**What you should do**
Restate the listing exactly and in full.

**Information supplied**
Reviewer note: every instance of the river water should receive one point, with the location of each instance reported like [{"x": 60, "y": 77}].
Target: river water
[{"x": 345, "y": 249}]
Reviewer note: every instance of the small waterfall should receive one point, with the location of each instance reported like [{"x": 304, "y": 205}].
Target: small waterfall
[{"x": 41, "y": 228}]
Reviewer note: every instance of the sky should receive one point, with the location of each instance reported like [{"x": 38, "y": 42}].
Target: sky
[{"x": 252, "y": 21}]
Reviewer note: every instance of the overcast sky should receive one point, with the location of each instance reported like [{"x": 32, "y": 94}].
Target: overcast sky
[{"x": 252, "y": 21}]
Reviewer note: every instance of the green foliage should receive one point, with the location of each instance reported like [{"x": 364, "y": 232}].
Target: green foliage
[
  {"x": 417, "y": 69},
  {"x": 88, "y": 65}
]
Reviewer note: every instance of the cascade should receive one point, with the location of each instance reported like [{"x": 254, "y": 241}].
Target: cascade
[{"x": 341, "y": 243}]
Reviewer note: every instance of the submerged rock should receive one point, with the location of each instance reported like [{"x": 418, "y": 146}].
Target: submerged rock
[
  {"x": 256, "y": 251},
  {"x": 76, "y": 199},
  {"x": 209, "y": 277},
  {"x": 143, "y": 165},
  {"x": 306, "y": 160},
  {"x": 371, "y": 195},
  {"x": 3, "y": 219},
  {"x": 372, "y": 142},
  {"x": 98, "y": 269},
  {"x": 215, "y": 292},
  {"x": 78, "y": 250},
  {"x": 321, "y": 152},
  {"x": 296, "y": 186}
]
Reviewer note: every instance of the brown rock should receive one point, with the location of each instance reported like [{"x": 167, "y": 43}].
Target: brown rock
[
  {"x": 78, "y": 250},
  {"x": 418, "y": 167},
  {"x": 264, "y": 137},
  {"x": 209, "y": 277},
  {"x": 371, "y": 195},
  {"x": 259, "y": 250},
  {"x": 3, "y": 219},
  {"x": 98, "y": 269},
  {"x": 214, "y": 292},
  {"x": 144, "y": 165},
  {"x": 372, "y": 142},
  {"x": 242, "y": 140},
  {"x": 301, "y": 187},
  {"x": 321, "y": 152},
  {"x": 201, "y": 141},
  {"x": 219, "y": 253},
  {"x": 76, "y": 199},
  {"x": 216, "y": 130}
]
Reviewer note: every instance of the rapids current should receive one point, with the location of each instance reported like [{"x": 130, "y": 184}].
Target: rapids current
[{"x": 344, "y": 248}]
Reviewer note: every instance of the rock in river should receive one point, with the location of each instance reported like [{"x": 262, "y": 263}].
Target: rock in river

**Result**
Reviewer note: every instance of the river water should receive one point, with the location of each instance reported like [{"x": 60, "y": 77}].
Target: river water
[{"x": 345, "y": 249}]
Reviewer note: every instance of the small waterfall should receive one point, with the location of each instance reported like [{"x": 304, "y": 205}].
Target: small waterfall
[{"x": 41, "y": 228}]
Reviewer note: every instance of the sky should receive one point, with the location of each instance reported like [{"x": 38, "y": 42}].
Target: sky
[{"x": 252, "y": 21}]
Reviewer note: every instance of the overcast sky should receive one point, with the location of each instance reported like [{"x": 32, "y": 94}].
Target: overcast sky
[{"x": 252, "y": 21}]
Reviewer note: every instance of the green foliage should receive one point, with the location of each instance reported like [{"x": 364, "y": 232}].
Target: green foliage
[
  {"x": 417, "y": 69},
  {"x": 88, "y": 65}
]
Reviewer note: every instance of the cascade should receive one point, with the location of each instance reported like [{"x": 254, "y": 241}].
Target: cascade
[{"x": 341, "y": 243}]
Reviewer note: every instance of the submerged rock should receive one point, with the location of each instance reported like [{"x": 418, "y": 146}].
Target: submerged rock
[
  {"x": 256, "y": 251},
  {"x": 76, "y": 199},
  {"x": 209, "y": 277},
  {"x": 143, "y": 165},
  {"x": 306, "y": 160},
  {"x": 371, "y": 195},
  {"x": 3, "y": 219},
  {"x": 372, "y": 142},
  {"x": 98, "y": 269},
  {"x": 215, "y": 292},
  {"x": 78, "y": 250},
  {"x": 321, "y": 152},
  {"x": 296, "y": 186}
]
Reviewer note: every instance of the brown rock should receive one point, with the location of each instance reported like [{"x": 167, "y": 43}].
Target: brown rock
[
  {"x": 78, "y": 250},
  {"x": 418, "y": 167},
  {"x": 264, "y": 137},
  {"x": 209, "y": 277},
  {"x": 371, "y": 195},
  {"x": 259, "y": 250},
  {"x": 3, "y": 219},
  {"x": 98, "y": 269},
  {"x": 214, "y": 292},
  {"x": 144, "y": 165},
  {"x": 372, "y": 142},
  {"x": 242, "y": 140},
  {"x": 301, "y": 187},
  {"x": 321, "y": 152},
  {"x": 201, "y": 141},
  {"x": 219, "y": 253},
  {"x": 76, "y": 199},
  {"x": 216, "y": 130}
]
Reviewer note: every instance of the rapids current should receive one point, with the location of each instance reported like [{"x": 130, "y": 184}].
Target: rapids current
[{"x": 344, "y": 248}]
Reviewer note: every instance of the rock in river should receive one point, with the location of each instance reported like [{"x": 262, "y": 263}].
Target: rock in river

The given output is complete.